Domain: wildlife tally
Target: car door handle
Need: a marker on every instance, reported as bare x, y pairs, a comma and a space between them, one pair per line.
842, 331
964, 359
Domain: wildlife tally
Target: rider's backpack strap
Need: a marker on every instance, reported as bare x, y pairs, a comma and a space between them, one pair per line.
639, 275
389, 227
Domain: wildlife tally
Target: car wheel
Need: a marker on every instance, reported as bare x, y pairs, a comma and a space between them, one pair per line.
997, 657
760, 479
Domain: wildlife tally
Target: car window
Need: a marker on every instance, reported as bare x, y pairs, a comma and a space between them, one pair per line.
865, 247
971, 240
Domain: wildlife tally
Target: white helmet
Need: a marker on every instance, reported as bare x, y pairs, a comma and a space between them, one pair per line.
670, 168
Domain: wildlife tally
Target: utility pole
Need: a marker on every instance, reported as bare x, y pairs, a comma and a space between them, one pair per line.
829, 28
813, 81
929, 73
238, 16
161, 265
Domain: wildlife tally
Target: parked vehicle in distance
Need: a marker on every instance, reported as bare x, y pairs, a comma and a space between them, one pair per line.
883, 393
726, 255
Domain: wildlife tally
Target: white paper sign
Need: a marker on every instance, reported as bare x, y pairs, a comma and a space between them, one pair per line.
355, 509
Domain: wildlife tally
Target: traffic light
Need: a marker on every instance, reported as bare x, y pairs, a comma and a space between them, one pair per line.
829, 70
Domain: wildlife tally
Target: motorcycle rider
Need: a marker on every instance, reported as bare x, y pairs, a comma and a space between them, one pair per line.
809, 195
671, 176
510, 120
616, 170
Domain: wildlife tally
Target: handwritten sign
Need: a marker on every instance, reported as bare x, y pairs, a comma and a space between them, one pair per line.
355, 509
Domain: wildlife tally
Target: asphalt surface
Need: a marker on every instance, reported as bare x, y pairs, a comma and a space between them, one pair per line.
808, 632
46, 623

--------------------------------

### REQUIREMENT
Faithfully reproduce all of the records, character for character.

### RESPONSE
Domain: wildlife tally
Target: car door handle
Need: a marker on every instance, reported as bare x, y pairs, a comma and a space between them, one pair per line.
842, 331
964, 359
Domain: wildlife tally
Target: rider's backpack strap
Need: a marker on every instance, reported as bare x, y pairs, a comma and a space between them, one pair per line.
639, 275
389, 227
Domain: wildlife tally
Target: car wheel
Need: a marker on every instance, reported as bare x, y pairs, a comma and a space between them, one pair per line.
997, 657
760, 479
Domain: wildlife tally
Target: car window
Need: a marker on every instance, reported as bare x, y pairs, a comma and a space between them, one pair per line.
865, 247
971, 240
Domain: wildlife tally
Target: white helmet
Need: a marker on every instance, reported as bare x, y pairs, a comma and a space between them, one pair per line.
670, 168
Domain: wildlife tally
Target: utility pole
Need: a marker on every instance, reported as bare x, y pairs, a comma and a space between them, one pair per line.
829, 28
813, 81
929, 73
238, 16
161, 265
Domain: wildlife tally
Target: parked vehicle in distance
Need: a marker on every instance, reported as bare x, y pairs, a comma and a space between them, one pair per line.
883, 393
726, 255
Domain: wildlife tally
Target: white paper sign
Need: a marker on every instance, reported as bare x, y pairs, a comma and a space between them, one pair per line.
355, 509
Domain: wildlife tally
Target: traffic light
Need: a marker on every instance, reported as bare x, y pairs, a comma and a space between them, one pair per line.
829, 70
Domain: wildlife tally
Target: motorcycle rider
Need: a marker on every instance, reported as bare x, y pairs, a comma and a space between them, one pair per line.
809, 195
671, 176
510, 120
616, 170
Domain: wildlife tally
Target: handwritten sign
Need: a marker on every instance, reported as bare x, y pairs, a comma and a space between them, one pair per line.
355, 509
Domain: wildlife tally
Target: asphalt surface
Need: a marker on every instance, reported as bare x, y pairs, a comma and a space between them, one pair per line.
808, 632
46, 623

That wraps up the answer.